- **ЧТО НУЖНО СДЕЛАТЬ**
a) Перепишите, пожалуйста, из текста о Тютчеве фрагмент между словами «Если остаться в» и «неисчерпаемость такого извлечения.», включая оба этих места.
b) Объясните по тексту о Тютчеве, почему его не очень понимали и принимали даже близкие ему политики. Уложитесь в одно–три предложения.

- **ПРИВЕДЁННЫЙ ТЕКСТ**

· · ·

Государственно-дипломатической миссией Тютчева было рождать мысли и находить для них слова. Такой историк, как М. П. Погодин, даже полагал, что речи Тютчева и составляли его настоящую службу. Со временем они получат и некоторый практический выход, когда Тютчев станет, так сказать, советчиком и консультантом при канцлере Горчакове. Хотя по-прежнему идейный мир его политических представлений и прозрений будет много объемнее и масштабнее того, что могла бы вместить и тем более воплотить любая самая светлая и честная чиновничья голова — хоть бы и голова “железного” канцлера.
Если остаться в достаточно узких рамках собственно политических определений, то Тютчев уже тогда был геополитиком среди политиков; по сути был первым нашим великим геополитиком и потому не очень понимался и принимался даже близкими ему и замечательными только политиками.
“Поэт всесилен, как стихия...”
Своеобразная “геополитика” и “космизм” в полной мере проявились у Тютчева и в такой, казалось бы, интимной и камерной сфере, как любовь. У него это действительно “глубота, глубота, окиян-море” — стихия в её загадочности, бездонности, неподвластности человеку, постоянное извлечение непознанного и неисчерпаемость такого извлечения.

· · ·

- **ПРЕДОСТАВЛЕННЫЕ МАТЕРИАЛЫ**
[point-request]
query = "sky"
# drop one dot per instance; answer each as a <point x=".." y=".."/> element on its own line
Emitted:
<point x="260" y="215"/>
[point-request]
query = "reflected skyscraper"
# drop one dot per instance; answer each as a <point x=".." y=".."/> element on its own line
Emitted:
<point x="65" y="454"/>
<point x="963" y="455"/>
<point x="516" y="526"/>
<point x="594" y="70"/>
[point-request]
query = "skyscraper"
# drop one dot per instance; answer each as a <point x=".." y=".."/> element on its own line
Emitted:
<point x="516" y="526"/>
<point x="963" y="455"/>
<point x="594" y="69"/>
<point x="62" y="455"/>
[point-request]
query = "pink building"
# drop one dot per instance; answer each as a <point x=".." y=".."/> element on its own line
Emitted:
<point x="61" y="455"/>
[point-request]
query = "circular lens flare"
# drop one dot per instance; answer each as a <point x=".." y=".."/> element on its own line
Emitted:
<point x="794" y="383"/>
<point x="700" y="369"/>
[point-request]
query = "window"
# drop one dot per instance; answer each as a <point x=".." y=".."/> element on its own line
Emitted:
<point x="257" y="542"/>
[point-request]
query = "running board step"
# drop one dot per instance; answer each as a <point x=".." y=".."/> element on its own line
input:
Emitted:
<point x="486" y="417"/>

· · ·

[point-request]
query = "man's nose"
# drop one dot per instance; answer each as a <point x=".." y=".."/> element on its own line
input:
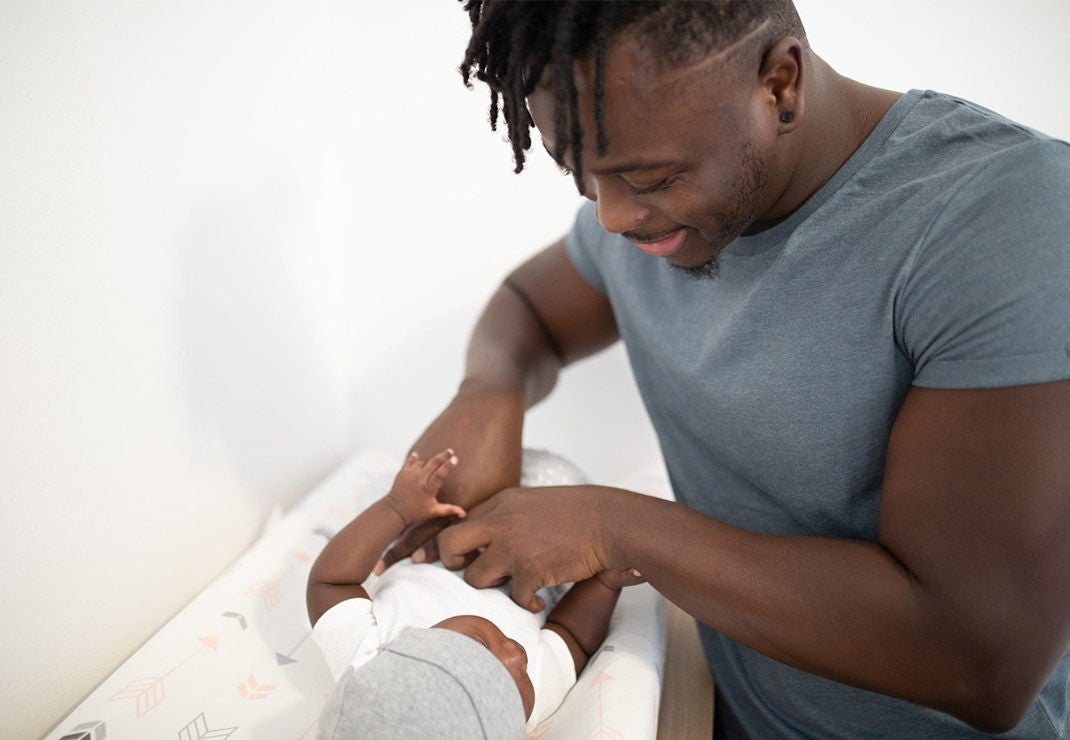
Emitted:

· · ·

- **ОТВЕТЫ К ЗАДАНИЯМ**
a)
Если остаться в достаточно узких рамках собственно политических определений, то Тютчев уже тогда был геополитиком среди политиков; по сути был первым нашим великим геополитиком и потому не очень понимался и принимался даже близкими ему и замечательными только политиками.
“Поэт всесилен, как стихия...”
Своеобразная “геополитика” и “космизм” в полной мере проявились у Тютчева и в такой, казалось бы, интимной и камерной сфере, как любовь. У него это действительно “глубота, глубота, окиян-море” — стихия в её загадочности, бездонности, неподвластности человеку, постоянное извлечение непознанного и неисчерпаемость такого извлечения.

b) Тютчев уже тогда был геополитиком среди политиков, по сути первым нашим великим геополитиком. Поэтому его не очень понимали и принимали даже близкие ему замечательные люди, которые были только политиками.